| EXTRACT PROVIDED |
THE ANGELS OF THE VISIONS
Zec 1:7 - Zec 6:8
AMONG the influences of the Exile which
contributed the material of Zechariah’s Visions we included a
considerable development of Israel’s belief in Angels. The general
subject is in itself so large, and the Angels play so many parts in
the Visions, that it is necessary to devote to them a separate
chapter.
From the earliest times the Hebrews had conceived their Divine King
to be surrounded by a court of ministers, who besides celebrating
His glory went forth from His presence to execute His will upon
earth. In this latter capacity they were called Messengers,
Male’akim, which the Greeks translated Angeloi, and so gave us our
Angels. The origin of this conception is wrapped in obscurity. It
may have been partly due to a belief, shared by all early peoples,
in the existence of superhuman beings inferior to the gods, but even
without this it must have sprung up in the natural tendency to
provide the royal deity of a people with a court, an army and
servants. In the pious minds of early Israel there must have been a
kind of necessity to believe and develop this-a necessity imposed
firstly by the belief in Jehovah’s residence as confined to one
spot, Sinai or Jerusalem, from which He Himself went forth only upon
great occasions to the deliverance of His people as a whole; and
secondly by the unwillingness to conceive of His personal appearance
in missions of a menial nature, or to represent Him in the human
form in which, according to primitive ideas, He could alone hold
converse with men.
It can easily be understood how a religion, which was above all a
religion of revelation, should accept such popular conceptions in
its constant record of the appearance of God and His Word in human
life. Accordingly, in the earliest documents of the Hebrews, we find
angels who bring to Israel the blessings, curses, and commands of
Jehovah. Apart from this duty and their human appearance, these
beings are not conceived to be endowed either with character or, if
we may judge by their namelessness with individuality. They are the
Word of God personified. Acting as God’s mouthpiece, they are merged
in Him, and so completely that they often speak of themselves by the
Divine I. {Jdg 6:12 ff.}
"The function of an Angel so overshadows his personality that the
Old Testament does not ask who or what this Angel is, but what he
does. And the answer to the last question is that he represents God
to man so directly and fully that when he speaks or acts God Himself
is felt to speak or act." Besides the carriage of the Divine Word,
angels bring back to their Lord report of all that happens: kings
are said, in popular language, to be "as wise as the wisdom of an
angel of God, to know all the things that are in the earth." {2Sa
14:20} They are also employed in the deliverance and discipline of
His people. {Exo 14:19-20; Exo 12:23, etc.; Jos 5:13} By them come
the pestilence, and the restraint of those who set themselves
against God’s will.

| DATA TO USE |
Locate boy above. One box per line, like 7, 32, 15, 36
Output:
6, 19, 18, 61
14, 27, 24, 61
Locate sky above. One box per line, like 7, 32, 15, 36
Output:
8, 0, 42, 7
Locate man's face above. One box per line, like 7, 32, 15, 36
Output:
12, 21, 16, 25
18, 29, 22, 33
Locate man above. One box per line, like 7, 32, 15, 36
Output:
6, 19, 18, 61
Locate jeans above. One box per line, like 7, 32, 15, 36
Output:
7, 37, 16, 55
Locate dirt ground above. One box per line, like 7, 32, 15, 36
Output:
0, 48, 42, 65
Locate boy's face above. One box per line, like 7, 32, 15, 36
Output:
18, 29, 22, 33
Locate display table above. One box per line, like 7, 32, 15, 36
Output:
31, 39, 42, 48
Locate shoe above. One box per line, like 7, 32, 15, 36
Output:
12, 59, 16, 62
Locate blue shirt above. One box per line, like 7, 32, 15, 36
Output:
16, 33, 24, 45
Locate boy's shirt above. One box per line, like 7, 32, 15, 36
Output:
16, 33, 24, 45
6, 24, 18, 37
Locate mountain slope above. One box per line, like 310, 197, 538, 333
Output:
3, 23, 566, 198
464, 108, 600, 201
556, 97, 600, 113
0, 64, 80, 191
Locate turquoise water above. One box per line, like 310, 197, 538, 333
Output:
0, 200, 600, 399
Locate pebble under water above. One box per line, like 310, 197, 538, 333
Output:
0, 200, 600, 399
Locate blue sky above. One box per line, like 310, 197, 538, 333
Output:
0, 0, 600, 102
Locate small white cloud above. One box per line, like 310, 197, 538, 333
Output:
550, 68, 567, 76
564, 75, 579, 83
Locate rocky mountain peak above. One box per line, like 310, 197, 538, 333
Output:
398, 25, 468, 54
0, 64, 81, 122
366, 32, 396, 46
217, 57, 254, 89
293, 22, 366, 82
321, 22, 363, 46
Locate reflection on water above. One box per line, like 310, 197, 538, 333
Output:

| THE TASKS |
1 - In the text on the angels of Zechariah's visions, what Greek word translated the Hebrew Male'akim?
2 - Copy out the lines of the records word for word, from the line containing "Locate turquoise water" through the end of the records, inclusive.

| ANSWERS FOR THIS EXERCISE |
1 - Angeloi

2 -
Locate turquoise water above. One box per line, like 310, 197, 538, 333
Output:
0, 200, 600, 399
Locate pebble under water above. One box per line, like 310, 197, 538, 333
Output:
0, 200, 600, 399
Locate blue sky above. One box per line, like 310, 197, 538, 333
Output:
0, 0, 600, 102
Locate small white cloud above. One box per line, like 310, 197, 538, 333
Output:
550, 68, 567, 76
564, 75, 579, 83
Locate rocky mountain peak above. One box per line, like 310, 197, 538, 333
Output:
398, 25, 468, 54
0, 64, 81, 122
366, 32, 396, 46
217, 57, 254, 89
293, 22, 366, 82
321, 22, 363, 46
Locate reflection on water above. One box per line, like 310, 197, 538, 333
Output:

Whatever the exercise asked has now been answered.